# Mac mini - Didn't feel the love..



## padishahemperor (Apr 1, 2005)

Last thursday our Mac minis arrived after waiting a good month for delivery.  The wait was painful, I could not get much done on the PC which was about to be sold, I got sick of looking at it.  My partner too was looking forward to the Mac and being able to get rid of the buzzing PC horror which has been the main development machine that we use for our web business.

Now, I have to make it clear.  I am a UNIX person, I have not touched Windows and refuse completely to run it unless it's contained within a virtual machine of some kind where it can do no harm, also I am quite unapologetic about it, I get stressed and violent after using running Windows.    My partner though has never run anything other than Windows.  Despite the attractiveness of many a Linux I've ran, the pre-requisites for my partner are a graphics tablet, Dreamweaver, Fireworks, Flash, IE6 - because that's what customers use and an email client capable of handling 1,000s of emails and lots of accounts.

As I've never developed a Windows dependancy, my transition was smooth-ish apart from the Mac getting confused about monitor refresh rates and booting into too high a resolution for my monitor, I panicked and reinstalled it, then I couldn't find Appleworks because it's not obvious where it is. I'm currently having an issue getting my Zodiac working with MissingSync but that's another story. Generally I feel the sweet, sweet lovin' of the Mac.  I've even bought my first TFT (still think they're a crap fad) which matches the mini and a USB2 caddy to house my old PC's 40GB IDE drive. I've stuck a bluetooth adaptor on. I'm happy. But my partner...

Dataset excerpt
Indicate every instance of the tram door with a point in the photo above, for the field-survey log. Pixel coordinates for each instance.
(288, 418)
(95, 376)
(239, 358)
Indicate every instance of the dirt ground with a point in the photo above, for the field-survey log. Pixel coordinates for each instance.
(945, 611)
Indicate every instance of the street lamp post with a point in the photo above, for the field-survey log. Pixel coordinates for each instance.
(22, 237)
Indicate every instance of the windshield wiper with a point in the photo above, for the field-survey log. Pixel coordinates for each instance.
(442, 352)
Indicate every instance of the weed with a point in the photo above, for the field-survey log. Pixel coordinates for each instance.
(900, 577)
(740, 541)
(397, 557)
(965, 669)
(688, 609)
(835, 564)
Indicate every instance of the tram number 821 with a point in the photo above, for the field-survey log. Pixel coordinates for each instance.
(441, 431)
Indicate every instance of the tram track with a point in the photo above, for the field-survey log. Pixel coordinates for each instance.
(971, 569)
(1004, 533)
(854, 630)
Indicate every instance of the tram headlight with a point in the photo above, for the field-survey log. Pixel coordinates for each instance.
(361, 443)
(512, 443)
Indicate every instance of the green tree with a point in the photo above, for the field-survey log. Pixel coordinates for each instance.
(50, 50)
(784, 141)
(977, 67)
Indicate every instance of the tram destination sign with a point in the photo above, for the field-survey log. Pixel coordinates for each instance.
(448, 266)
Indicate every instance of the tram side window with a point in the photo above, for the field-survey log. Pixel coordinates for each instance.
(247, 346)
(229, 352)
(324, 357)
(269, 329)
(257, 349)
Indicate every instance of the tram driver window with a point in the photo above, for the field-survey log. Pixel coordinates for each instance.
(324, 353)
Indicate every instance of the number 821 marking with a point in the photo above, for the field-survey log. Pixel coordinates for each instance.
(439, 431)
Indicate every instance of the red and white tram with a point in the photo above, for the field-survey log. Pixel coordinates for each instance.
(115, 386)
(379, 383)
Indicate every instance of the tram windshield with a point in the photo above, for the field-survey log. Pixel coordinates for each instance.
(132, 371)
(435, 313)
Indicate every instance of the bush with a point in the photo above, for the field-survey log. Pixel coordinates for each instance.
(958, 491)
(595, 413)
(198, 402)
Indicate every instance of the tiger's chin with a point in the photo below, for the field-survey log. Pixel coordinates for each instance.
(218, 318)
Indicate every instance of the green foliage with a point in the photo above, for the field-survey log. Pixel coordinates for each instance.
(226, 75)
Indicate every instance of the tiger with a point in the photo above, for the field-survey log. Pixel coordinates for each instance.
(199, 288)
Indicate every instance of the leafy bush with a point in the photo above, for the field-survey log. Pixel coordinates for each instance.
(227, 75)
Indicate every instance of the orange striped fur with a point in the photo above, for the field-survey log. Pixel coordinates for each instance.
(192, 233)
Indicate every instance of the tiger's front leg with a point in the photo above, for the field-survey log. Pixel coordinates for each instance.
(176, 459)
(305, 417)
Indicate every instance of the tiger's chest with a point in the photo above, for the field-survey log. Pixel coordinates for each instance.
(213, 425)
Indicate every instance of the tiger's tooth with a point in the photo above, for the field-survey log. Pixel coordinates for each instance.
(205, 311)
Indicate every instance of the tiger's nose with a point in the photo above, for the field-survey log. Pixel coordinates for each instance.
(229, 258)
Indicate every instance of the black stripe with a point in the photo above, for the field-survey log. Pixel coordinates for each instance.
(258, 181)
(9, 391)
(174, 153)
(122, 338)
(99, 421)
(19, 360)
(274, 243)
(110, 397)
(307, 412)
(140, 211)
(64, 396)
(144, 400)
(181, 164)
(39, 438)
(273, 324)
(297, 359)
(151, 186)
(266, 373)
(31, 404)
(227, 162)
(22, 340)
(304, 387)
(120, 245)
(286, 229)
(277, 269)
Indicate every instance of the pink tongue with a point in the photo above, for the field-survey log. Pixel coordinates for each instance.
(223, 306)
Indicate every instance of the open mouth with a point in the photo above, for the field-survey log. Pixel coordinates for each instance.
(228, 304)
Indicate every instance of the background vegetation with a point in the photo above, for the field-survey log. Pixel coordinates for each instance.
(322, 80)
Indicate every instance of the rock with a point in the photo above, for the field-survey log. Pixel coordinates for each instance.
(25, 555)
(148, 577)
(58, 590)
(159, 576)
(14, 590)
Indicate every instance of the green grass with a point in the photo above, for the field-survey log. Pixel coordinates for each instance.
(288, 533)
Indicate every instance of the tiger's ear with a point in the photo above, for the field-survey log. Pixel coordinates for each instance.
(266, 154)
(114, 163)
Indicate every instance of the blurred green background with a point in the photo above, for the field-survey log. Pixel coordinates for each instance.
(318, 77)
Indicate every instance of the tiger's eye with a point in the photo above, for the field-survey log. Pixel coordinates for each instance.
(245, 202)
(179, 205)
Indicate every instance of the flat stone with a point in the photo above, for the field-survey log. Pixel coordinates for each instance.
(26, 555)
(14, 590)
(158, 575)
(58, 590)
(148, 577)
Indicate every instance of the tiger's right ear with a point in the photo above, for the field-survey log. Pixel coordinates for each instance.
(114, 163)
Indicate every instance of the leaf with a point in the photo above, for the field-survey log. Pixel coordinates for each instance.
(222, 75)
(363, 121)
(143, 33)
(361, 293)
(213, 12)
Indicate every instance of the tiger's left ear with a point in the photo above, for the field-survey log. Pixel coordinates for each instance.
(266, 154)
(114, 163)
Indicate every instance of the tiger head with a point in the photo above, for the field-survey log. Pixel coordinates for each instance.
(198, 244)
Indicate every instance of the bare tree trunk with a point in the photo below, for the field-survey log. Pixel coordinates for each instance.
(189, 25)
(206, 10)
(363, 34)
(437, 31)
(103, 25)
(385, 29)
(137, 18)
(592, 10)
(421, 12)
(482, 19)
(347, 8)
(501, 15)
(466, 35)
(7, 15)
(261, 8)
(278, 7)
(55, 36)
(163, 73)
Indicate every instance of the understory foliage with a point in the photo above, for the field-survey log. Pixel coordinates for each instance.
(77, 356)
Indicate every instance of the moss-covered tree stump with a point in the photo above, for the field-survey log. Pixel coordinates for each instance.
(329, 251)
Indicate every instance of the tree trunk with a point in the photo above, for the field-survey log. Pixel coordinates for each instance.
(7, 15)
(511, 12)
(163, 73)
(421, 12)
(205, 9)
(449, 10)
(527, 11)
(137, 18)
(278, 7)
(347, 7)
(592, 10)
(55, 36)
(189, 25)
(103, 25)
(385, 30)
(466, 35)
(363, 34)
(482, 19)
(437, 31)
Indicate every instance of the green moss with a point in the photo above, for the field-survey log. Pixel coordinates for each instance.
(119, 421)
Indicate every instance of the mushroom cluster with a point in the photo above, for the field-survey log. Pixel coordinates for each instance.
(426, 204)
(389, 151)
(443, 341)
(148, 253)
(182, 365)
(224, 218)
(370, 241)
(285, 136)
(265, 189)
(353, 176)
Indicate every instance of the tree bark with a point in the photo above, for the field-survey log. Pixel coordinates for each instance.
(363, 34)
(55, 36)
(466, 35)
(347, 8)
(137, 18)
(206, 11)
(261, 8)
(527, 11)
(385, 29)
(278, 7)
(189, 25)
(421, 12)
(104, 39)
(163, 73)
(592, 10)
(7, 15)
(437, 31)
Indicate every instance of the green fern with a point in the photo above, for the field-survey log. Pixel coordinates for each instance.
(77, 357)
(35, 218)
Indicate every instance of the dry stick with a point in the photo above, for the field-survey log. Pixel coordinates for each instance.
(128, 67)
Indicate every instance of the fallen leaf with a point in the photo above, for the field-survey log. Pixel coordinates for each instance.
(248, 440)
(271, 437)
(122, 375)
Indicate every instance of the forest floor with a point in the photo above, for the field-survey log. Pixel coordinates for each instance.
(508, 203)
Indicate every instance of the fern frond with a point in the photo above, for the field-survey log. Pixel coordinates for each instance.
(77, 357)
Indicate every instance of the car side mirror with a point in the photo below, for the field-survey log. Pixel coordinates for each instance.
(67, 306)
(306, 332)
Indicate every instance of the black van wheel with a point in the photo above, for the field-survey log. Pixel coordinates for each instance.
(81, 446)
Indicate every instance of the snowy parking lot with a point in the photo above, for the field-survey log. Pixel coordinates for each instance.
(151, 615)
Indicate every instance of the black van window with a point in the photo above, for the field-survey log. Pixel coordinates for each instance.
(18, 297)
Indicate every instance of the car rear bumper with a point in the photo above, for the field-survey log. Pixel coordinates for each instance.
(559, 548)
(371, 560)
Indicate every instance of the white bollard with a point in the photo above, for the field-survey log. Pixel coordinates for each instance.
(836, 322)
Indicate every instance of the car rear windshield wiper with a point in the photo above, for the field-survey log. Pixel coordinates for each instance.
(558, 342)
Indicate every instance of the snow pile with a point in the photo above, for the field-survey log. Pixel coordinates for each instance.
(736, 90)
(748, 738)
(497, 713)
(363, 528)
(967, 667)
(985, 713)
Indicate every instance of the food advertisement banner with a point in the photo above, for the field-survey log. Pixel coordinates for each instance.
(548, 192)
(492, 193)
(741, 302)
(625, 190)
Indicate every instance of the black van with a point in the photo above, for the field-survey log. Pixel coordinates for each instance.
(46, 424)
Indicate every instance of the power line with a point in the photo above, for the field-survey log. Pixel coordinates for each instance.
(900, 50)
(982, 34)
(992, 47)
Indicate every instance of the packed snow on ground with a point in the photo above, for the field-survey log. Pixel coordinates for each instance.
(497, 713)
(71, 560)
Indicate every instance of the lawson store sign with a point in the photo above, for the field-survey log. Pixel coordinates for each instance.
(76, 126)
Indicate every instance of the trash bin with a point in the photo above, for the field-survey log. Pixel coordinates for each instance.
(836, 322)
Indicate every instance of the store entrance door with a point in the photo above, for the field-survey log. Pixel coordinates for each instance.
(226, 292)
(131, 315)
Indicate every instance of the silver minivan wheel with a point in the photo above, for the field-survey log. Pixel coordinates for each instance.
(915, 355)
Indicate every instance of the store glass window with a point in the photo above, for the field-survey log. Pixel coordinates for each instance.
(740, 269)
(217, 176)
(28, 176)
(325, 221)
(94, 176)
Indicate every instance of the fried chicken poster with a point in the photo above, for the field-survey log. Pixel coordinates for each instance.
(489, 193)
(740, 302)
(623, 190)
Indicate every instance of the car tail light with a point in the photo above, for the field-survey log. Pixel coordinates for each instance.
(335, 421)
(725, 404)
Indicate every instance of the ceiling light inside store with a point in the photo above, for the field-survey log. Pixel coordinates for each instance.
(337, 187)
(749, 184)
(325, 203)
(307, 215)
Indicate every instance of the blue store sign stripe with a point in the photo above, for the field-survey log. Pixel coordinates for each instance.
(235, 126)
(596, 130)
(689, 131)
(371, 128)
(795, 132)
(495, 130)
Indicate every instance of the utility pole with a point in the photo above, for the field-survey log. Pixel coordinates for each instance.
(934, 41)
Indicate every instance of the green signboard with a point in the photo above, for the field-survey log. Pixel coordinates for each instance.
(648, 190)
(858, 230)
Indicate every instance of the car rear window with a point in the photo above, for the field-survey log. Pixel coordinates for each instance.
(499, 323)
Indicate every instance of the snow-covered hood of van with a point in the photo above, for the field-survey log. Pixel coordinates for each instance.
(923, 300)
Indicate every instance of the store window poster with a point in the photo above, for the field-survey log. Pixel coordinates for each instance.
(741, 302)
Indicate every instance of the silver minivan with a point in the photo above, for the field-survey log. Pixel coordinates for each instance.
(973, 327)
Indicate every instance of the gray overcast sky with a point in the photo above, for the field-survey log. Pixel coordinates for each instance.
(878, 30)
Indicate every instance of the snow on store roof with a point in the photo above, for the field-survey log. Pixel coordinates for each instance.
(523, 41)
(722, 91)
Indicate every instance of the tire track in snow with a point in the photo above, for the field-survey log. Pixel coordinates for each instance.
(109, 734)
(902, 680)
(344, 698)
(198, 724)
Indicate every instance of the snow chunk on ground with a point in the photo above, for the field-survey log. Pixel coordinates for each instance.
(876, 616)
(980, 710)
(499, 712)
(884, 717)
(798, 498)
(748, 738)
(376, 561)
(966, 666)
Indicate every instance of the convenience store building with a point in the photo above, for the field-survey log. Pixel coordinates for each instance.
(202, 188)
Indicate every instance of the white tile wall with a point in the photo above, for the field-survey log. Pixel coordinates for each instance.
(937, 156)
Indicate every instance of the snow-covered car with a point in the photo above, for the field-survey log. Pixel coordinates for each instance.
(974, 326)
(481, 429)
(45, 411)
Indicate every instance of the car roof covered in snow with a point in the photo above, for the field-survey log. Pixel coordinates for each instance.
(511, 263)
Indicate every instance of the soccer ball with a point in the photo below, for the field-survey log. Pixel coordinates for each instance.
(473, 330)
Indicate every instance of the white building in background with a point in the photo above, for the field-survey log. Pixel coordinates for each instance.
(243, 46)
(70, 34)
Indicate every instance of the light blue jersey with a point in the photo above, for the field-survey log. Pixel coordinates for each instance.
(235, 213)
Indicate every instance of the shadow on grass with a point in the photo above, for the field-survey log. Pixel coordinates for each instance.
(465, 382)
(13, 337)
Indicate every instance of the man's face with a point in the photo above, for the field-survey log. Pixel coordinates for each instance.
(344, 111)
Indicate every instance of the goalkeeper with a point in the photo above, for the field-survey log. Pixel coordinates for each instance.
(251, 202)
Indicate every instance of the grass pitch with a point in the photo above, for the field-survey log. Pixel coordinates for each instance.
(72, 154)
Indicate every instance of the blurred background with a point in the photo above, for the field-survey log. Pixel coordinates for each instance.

Task prompt: Can you quote the Mac mini forum post word for word, beginning at the words "# Mac mini - Didn't" and stopping after "our web business."? None of the records are needed here.

Answer to the exercise:
# Mac mini - Didn't feel the love..



## padishahemperor (Apr 1, 2005)

Last thursday our Mac minis arrived after waiting a good month for delivery.  The wait was painful, I could not get much done on the PC which was about to be sold, I got sick of looking at it.  My partner too was looking forward to the Mac and being able to get rid of the buzzing PC horror which has been the main development machine that we use for our web business.